[ТЕКСТ]:
::::

Добровольно-принудительно.
Вот вам этот проект, вот тот. Но, понимаете, здесь вот в чем идея — получается, что сейчас государство считает, что оно умнее всех, умнее бизнесменов, и лучше знает, как надо.
Да, умнее будущих пенсионеров, умнее бизнесменов…
Да, умнее всех.
Умнее всех совершенно.
Но если посмотреть исследование, там есть на самом деле много действительно практических каких-то мер, но дело в том, что за каждой такой практической мерой сквозит идея такой либерализации, а либерализация все-таки вопрос политический. Ну, например, не знаю, отменить валютный контроль, который является в текущей ситуации исключительно таким налогом на бизнес, потому что заставляет просто бумажки какие-то делать, и реально не выполняет никакой полезной функции сейчас, когда на самом деле у нас свободное движение капитала. Ну, вот вы должны правильно заполнить, по сути дела, бумаги. Ни на что это не влияет как бы, но это остается как такой бюрократический аппарат. И вот таких у нас вещей, закладочек, очень много, и получается, что ни возьми, мы выходим все равно в политику.
Ну да, взять хотя бы популярное — защита прав собственности. Это же моментально, это про суды, а это про политику.

::::

[ЗАДАНИЕ 1]:
Перепишите фрагмент текста от слов «Умнее всех совершенно.» до слов «равно в политику.» включительно, заменив «валютный контроль» на «таможенный контроль».

::::

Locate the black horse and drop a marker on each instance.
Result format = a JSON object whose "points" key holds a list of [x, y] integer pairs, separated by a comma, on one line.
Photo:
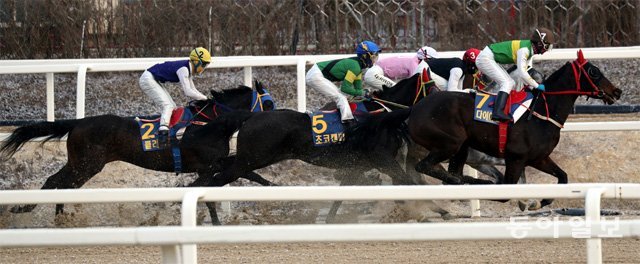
{"points": [[444, 124], [271, 137], [95, 141]]}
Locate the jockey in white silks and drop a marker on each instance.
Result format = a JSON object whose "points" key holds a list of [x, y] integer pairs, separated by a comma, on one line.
{"points": [[390, 69]]}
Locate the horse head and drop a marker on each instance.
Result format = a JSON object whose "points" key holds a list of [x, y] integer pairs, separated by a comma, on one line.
{"points": [[587, 80], [262, 100]]}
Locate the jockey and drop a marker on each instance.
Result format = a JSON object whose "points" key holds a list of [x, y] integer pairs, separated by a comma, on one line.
{"points": [[391, 68], [348, 71], [519, 52], [448, 73], [153, 79]]}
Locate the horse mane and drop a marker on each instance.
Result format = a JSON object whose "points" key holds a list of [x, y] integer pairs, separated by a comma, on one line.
{"points": [[404, 82], [241, 89], [557, 74]]}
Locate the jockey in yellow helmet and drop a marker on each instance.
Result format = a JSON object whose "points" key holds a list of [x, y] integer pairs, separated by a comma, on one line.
{"points": [[153, 79]]}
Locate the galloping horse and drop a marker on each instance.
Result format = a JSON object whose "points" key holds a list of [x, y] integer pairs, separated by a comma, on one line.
{"points": [[444, 124], [95, 141], [271, 137]]}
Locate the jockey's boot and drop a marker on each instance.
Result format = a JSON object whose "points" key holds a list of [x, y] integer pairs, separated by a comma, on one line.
{"points": [[163, 136], [498, 108], [349, 123]]}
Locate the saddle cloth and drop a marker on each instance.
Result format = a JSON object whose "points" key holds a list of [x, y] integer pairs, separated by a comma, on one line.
{"points": [[327, 128], [180, 119], [518, 103]]}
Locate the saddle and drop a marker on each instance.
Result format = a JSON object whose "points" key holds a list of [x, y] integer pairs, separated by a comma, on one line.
{"points": [[326, 126], [517, 104], [180, 119]]}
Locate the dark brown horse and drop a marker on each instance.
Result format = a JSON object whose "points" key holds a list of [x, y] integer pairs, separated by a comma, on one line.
{"points": [[95, 141], [444, 124]]}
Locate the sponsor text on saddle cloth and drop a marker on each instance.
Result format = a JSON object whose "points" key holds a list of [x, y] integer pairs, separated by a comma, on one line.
{"points": [[326, 128], [518, 103], [181, 118]]}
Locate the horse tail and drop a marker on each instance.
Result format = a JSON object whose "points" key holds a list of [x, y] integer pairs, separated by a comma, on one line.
{"points": [[25, 133], [379, 129]]}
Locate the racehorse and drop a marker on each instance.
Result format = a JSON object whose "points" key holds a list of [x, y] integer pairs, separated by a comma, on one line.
{"points": [[444, 124], [270, 137], [95, 141]]}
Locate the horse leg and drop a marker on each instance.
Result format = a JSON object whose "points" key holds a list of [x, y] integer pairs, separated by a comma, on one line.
{"points": [[456, 163], [257, 178], [431, 166], [345, 180], [547, 165], [69, 177], [227, 176], [513, 172], [399, 177]]}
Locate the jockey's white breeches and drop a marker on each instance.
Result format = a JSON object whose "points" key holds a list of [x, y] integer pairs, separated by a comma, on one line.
{"points": [[487, 64], [159, 95], [316, 80], [374, 78], [440, 82]]}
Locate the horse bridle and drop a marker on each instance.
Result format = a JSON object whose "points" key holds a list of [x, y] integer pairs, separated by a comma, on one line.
{"points": [[578, 71], [258, 100]]}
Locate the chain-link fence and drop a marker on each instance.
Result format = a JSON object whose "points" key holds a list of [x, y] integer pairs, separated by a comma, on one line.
{"points": [[146, 28]]}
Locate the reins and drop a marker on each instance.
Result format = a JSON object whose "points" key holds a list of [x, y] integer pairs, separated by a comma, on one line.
{"points": [[578, 70], [420, 90]]}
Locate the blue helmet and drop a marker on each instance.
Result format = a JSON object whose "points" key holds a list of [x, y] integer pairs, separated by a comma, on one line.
{"points": [[367, 51]]}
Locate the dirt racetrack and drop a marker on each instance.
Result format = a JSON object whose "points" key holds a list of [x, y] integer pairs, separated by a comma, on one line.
{"points": [[499, 251]]}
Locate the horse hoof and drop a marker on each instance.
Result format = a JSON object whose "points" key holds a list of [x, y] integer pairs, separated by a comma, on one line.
{"points": [[522, 205], [447, 216], [22, 208], [534, 205]]}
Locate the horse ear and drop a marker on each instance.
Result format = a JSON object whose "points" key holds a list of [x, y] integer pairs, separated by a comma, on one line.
{"points": [[259, 87], [214, 93], [581, 59], [424, 75]]}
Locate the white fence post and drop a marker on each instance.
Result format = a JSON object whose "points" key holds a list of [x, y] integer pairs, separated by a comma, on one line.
{"points": [[301, 85], [50, 97], [248, 75], [592, 214], [81, 91], [189, 252]]}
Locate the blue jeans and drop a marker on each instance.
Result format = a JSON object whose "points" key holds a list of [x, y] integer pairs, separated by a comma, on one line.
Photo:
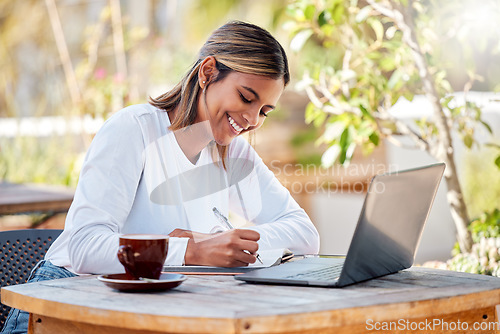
{"points": [[17, 320]]}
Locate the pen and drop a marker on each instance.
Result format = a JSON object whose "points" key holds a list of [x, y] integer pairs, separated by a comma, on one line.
{"points": [[226, 222]]}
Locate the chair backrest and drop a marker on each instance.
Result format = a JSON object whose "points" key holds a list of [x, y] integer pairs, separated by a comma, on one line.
{"points": [[20, 251]]}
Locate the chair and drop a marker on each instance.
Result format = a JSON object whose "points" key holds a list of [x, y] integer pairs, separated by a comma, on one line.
{"points": [[20, 250]]}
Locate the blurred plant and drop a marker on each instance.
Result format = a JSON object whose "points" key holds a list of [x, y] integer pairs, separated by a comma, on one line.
{"points": [[35, 160], [481, 182], [381, 51], [484, 257]]}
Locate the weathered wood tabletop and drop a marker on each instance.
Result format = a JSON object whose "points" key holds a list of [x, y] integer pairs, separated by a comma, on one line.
{"points": [[418, 300], [20, 198]]}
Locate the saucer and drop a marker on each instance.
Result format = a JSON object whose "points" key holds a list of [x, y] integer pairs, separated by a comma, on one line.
{"points": [[119, 282]]}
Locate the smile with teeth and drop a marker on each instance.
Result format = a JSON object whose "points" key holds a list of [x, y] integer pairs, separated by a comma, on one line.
{"points": [[235, 125]]}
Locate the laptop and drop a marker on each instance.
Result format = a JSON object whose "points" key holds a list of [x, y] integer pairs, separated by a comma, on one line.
{"points": [[385, 240]]}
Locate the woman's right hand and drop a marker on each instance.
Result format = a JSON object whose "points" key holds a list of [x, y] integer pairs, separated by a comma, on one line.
{"points": [[233, 248]]}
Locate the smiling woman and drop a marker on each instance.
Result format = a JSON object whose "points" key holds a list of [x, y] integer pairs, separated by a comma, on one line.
{"points": [[161, 168]]}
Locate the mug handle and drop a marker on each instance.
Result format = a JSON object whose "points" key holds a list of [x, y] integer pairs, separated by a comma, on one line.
{"points": [[126, 257]]}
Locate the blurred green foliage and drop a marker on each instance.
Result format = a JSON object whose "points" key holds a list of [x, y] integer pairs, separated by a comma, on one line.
{"points": [[39, 160], [159, 45], [357, 65], [481, 182], [485, 255]]}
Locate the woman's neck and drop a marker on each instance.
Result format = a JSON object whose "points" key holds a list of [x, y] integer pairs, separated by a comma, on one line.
{"points": [[193, 138]]}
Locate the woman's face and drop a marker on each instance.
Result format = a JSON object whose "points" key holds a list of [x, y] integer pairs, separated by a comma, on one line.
{"points": [[238, 103]]}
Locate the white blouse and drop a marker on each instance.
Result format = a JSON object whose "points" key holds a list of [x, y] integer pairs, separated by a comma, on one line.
{"points": [[136, 179]]}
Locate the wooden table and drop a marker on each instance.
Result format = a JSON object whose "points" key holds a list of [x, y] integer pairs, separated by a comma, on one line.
{"points": [[22, 198], [415, 300]]}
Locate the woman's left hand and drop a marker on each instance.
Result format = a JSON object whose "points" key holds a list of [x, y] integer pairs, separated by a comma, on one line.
{"points": [[181, 233]]}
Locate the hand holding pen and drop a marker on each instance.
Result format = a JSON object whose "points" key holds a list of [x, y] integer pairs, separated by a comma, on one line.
{"points": [[229, 226]]}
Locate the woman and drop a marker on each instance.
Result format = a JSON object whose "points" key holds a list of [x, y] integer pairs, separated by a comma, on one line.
{"points": [[162, 167]]}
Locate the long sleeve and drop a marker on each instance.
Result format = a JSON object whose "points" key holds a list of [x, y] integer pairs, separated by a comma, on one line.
{"points": [[106, 194], [108, 181], [263, 200]]}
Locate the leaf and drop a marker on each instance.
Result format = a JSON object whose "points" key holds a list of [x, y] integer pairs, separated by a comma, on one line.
{"points": [[497, 161], [468, 140], [330, 156], [324, 17], [309, 12], [378, 28], [493, 145], [365, 112], [344, 144], [363, 14], [395, 79], [300, 39], [487, 126], [374, 138]]}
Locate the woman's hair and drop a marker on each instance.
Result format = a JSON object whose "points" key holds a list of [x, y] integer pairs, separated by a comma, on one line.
{"points": [[236, 46]]}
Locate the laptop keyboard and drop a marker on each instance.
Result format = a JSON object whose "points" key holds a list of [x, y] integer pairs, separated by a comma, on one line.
{"points": [[322, 274]]}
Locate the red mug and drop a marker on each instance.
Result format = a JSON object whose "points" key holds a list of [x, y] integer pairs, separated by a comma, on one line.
{"points": [[142, 255]]}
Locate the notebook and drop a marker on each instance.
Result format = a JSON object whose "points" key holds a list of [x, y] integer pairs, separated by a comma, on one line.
{"points": [[385, 240], [270, 257]]}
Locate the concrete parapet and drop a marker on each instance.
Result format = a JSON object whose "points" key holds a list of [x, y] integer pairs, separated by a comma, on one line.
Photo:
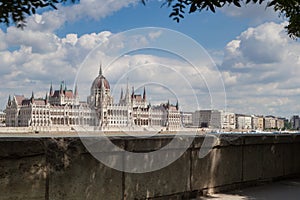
{"points": [[62, 168]]}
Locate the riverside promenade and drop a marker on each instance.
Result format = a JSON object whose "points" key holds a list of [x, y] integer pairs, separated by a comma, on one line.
{"points": [[58, 166], [288, 189]]}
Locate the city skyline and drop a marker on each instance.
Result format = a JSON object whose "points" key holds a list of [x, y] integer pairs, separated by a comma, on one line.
{"points": [[259, 64]]}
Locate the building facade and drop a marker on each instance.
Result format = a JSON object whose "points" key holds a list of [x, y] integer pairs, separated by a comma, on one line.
{"points": [[63, 108]]}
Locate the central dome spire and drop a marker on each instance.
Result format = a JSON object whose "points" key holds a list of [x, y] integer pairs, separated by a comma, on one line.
{"points": [[100, 70]]}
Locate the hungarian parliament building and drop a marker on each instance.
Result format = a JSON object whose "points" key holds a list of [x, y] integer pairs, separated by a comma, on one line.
{"points": [[62, 108]]}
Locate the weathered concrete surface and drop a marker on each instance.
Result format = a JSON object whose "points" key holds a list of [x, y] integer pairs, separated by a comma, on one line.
{"points": [[166, 181], [285, 189], [62, 168]]}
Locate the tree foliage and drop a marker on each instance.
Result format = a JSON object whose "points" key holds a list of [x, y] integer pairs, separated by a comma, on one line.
{"points": [[289, 9]]}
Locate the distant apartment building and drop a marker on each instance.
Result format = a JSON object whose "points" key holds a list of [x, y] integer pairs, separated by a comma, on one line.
{"points": [[229, 121], [243, 121], [270, 122], [280, 123], [258, 122], [186, 119], [295, 122], [209, 119]]}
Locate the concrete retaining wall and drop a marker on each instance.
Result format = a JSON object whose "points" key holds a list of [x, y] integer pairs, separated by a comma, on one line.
{"points": [[61, 168]]}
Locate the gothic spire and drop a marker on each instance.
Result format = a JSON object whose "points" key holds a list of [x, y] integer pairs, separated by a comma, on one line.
{"points": [[9, 100], [61, 88], [132, 94], [51, 90], [32, 97], [46, 98], [65, 86], [144, 95], [100, 70], [121, 96], [76, 90]]}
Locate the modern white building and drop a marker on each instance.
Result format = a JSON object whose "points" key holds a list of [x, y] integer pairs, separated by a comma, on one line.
{"points": [[229, 121], [243, 122], [187, 119]]}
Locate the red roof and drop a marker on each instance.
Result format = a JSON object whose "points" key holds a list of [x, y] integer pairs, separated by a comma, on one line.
{"points": [[69, 93], [19, 99]]}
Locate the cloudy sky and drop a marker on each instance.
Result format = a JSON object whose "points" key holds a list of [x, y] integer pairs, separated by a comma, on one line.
{"points": [[237, 59]]}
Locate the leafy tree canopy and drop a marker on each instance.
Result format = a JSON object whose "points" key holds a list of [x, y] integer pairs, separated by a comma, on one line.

::::

[ЗАДАНИЕ 2]:
Представьте строки записей от строки, содержащей «Locate the cloudy», до конца записей включительно в виде таблицы Markdown со столбцами «Номер» и «Строка». Пустые строки в таблицу не включайте.

[ПРАВИЛЬНЫЙ ОТВЕТ 1]:
Умнее всех совершенно.
Но если посмотреть исследование, там есть на самом деле много действительно практических каких-то мер, но дело в том, что за каждой такой практической мерой сквозит идея такой либерализации, а либерализация все-таки вопрос политический. Ну, например, не знаю, отменить таможенный контроль, который является в текущей ситуации исключительно таким налогом на бизнес, потому что заставляет просто бумажки какие-то делать, и реально не выполняет никакой полезной функции сейчас, когда на самом деле у нас свободное движение капитала. Ну, вот вы должны правильно заполнить, по сути дела, бумаги. Ни на что это не влияет как бы, но это остается как такой бюрократический аппарат. И вот таких у нас вещей, закладочек, очень много, и получается, что ни возьми, мы выходим все равно в политику.

[ПРАВИЛЬНЫЙ ОТВЕТ 2]:
| Номер | Строка |
|---|---|
| 1 | Locate the cloudy sky and drop a marker on each instance. |
| 2 | Result format = a JSON object whose "points" key holds a list of [x, y] integer pairs, separated by a comma, on one line. |
| 3 | {"points": [[237, 59]]} |
| 4 | Locate the leafy tree canopy and drop a marker on each instance. |
| 5 | Result format = a JSON object whose "points" key holds a list of [x, y] integer pairs, separated by a comma, on one line. |